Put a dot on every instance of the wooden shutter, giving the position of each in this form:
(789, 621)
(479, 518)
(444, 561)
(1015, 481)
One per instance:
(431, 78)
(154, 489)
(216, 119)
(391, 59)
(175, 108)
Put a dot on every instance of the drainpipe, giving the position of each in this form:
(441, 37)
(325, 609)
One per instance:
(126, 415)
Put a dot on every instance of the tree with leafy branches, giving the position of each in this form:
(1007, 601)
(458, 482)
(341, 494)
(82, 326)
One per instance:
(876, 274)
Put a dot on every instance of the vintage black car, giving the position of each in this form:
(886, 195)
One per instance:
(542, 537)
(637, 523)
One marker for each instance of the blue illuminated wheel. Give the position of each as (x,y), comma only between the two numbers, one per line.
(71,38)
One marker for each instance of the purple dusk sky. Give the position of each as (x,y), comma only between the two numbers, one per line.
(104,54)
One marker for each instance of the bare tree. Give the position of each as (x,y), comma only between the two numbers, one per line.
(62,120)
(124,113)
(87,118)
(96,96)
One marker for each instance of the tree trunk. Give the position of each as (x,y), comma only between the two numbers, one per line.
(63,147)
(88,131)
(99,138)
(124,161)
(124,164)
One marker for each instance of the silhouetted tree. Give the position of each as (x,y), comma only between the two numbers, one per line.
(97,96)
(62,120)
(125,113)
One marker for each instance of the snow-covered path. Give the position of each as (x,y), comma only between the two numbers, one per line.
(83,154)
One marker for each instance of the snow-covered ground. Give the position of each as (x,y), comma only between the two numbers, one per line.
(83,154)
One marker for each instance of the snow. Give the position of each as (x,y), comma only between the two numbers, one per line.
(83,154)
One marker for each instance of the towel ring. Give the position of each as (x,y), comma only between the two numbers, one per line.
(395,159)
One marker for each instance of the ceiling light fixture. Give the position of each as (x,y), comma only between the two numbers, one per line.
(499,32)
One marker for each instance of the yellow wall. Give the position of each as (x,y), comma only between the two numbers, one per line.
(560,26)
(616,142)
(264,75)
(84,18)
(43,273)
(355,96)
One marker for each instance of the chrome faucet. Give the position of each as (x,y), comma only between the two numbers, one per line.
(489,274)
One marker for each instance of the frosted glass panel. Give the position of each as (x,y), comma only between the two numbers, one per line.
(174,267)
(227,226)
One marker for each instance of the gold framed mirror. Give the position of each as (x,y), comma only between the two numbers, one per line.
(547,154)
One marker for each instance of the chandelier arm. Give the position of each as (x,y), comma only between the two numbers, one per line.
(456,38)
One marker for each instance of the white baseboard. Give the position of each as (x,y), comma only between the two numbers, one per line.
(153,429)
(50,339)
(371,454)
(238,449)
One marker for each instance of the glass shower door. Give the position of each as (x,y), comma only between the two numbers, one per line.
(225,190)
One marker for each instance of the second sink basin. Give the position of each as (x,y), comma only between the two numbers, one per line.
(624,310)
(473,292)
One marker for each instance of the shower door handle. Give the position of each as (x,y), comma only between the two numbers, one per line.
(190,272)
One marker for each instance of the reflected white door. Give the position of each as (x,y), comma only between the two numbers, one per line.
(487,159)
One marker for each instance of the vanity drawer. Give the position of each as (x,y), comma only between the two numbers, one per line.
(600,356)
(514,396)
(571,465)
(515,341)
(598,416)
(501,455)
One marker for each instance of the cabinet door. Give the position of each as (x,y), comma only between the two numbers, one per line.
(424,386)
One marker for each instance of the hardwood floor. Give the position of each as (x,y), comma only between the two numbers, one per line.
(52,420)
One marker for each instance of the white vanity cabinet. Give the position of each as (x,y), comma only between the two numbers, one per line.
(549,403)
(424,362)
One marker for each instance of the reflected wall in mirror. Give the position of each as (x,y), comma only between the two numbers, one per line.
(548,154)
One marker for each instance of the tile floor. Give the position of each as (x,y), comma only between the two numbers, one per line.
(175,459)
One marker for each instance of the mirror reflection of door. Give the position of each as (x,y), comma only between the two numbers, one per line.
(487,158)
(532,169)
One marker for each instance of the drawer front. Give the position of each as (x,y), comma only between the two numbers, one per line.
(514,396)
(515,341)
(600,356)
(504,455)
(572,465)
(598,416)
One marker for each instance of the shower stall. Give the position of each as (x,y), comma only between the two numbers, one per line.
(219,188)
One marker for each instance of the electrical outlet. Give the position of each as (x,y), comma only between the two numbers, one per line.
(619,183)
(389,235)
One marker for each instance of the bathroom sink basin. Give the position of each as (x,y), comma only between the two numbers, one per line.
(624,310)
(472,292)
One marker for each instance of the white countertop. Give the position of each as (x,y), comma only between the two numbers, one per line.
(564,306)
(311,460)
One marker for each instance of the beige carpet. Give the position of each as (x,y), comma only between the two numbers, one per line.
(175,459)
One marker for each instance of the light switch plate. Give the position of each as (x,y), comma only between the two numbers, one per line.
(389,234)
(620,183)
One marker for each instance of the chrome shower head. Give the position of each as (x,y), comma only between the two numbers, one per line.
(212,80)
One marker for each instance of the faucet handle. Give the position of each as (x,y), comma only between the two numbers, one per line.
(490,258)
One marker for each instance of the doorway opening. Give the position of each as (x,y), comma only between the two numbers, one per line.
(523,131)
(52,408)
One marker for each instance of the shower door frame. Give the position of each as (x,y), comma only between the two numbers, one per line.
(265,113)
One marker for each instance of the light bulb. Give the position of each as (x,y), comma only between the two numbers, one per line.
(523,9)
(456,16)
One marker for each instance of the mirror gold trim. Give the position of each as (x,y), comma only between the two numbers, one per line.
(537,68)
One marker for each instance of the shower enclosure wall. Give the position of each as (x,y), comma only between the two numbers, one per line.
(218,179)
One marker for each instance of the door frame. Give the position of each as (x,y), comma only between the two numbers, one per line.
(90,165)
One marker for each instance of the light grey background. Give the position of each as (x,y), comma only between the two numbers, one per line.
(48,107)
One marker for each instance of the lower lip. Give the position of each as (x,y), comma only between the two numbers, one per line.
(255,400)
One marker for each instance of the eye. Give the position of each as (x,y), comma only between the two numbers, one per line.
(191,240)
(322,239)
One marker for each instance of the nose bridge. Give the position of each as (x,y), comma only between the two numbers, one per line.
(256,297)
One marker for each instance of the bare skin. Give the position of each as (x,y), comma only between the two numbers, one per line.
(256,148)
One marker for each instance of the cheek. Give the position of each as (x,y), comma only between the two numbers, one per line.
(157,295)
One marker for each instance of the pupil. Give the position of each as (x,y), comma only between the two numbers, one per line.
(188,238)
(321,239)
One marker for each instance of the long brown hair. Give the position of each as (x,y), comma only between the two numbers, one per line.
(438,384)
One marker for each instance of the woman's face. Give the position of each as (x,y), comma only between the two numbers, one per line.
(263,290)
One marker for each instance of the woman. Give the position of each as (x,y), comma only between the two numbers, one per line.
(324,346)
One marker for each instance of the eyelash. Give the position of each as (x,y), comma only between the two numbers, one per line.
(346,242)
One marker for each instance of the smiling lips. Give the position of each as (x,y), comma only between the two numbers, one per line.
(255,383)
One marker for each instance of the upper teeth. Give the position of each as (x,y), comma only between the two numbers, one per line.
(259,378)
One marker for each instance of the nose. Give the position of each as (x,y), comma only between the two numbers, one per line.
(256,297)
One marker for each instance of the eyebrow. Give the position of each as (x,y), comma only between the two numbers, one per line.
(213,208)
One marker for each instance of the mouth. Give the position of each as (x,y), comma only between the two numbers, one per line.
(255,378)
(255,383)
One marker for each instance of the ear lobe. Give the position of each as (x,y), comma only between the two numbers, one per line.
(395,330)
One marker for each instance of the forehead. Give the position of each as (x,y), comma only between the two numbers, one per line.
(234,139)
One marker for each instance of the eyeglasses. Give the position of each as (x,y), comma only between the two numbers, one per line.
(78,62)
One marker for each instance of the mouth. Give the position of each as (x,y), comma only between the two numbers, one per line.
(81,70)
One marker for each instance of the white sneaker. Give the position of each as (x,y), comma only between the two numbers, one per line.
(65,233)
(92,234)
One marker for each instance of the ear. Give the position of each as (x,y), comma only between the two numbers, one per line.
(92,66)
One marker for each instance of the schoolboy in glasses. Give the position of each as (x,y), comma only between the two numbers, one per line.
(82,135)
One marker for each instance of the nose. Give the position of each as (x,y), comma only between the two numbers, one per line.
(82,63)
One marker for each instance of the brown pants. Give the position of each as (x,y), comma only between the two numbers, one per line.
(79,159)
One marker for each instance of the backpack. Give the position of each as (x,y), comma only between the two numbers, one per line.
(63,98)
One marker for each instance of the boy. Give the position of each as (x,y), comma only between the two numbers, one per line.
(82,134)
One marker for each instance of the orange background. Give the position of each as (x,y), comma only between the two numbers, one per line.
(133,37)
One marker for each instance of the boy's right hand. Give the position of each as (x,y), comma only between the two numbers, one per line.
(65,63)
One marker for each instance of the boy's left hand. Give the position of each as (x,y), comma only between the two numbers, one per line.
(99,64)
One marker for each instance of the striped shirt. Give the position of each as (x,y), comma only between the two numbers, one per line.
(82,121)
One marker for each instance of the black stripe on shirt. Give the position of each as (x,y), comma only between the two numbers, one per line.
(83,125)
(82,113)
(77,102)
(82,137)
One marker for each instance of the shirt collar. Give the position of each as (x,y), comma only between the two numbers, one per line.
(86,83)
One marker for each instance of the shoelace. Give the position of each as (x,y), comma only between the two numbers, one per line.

§ **WHAT IS ASKED**: Can you turn the material from the line with "One marker for each instance of the shirt" through the end of the material, both included, into a Markdown table with the columns Row and Line, numbering each line and skipping any blank ones?

§ **PROBLEM SOLUTION**:
| Row | Line |
|---|---|
| 1 | One marker for each instance of the shirt collar. Give the position of each as (x,y), comma only between the two numbers, one per line. |
| 2 | (86,83) |
| 3 | One marker for each instance of the shoelace. Give the position of each as (x,y), comma only between the two numbers, one per line. |